======== SUPPLIED DATA
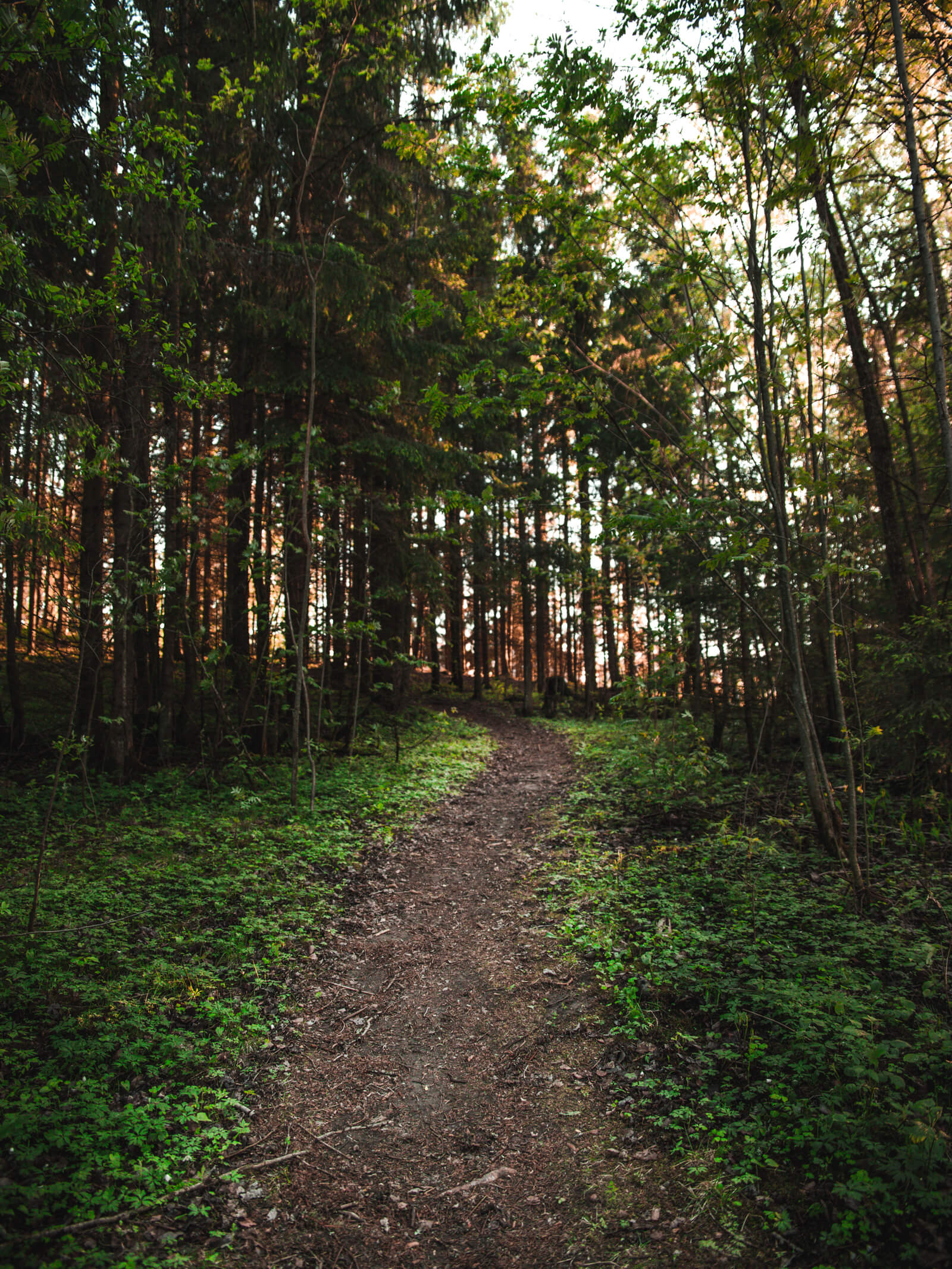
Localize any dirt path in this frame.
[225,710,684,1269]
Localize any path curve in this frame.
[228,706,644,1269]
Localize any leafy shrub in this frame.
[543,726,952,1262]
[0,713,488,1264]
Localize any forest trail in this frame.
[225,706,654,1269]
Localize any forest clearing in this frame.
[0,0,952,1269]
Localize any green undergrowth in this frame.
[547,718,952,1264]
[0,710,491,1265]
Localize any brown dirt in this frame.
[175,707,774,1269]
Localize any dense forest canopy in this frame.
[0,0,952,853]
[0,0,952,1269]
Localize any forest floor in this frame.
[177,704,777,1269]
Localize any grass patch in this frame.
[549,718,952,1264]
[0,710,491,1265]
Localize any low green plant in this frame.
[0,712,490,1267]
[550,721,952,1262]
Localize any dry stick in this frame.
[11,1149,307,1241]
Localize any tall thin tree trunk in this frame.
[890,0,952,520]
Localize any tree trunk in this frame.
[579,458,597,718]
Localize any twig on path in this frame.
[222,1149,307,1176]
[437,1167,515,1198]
================
_WORK TO COMPLETE_
Return all of the rows above word for word, omitting the pictures.

_EXERCISE RESPONSE_
Localize any dirt path in this frame.
[225,710,684,1269]
Localize any path curve in this frame.
[228,706,644,1269]
Localize any leafy shrub in this frame.
[543,726,952,1262]
[0,713,488,1264]
Localize any forest trail in this frame.
[225,706,654,1269]
Localize any forest clearing in this frame.
[0,0,952,1269]
Localize any green undergrowth in this frame.
[547,718,952,1264]
[0,710,491,1265]
Localize any brown dirt in this frame.
[175,707,774,1269]
Localize any dense forest canopy in this frame.
[0,0,952,853]
[0,0,952,1269]
Localize any forest floor in this frame.
[177,704,777,1269]
Localize any grass patch in this frame.
[549,718,952,1264]
[0,710,491,1265]
Localize any low green plant in this frame.
[0,712,490,1267]
[550,721,952,1262]
Localize any dry stick in this frame.
[11,1149,307,1241]
Localize any tall thin tree trunk in this frame.
[890,0,952,520]
Localize any tree trunk in this frame.
[579,458,597,718]
Localize any twig on path in this frame.
[222,1149,307,1176]
[437,1167,515,1198]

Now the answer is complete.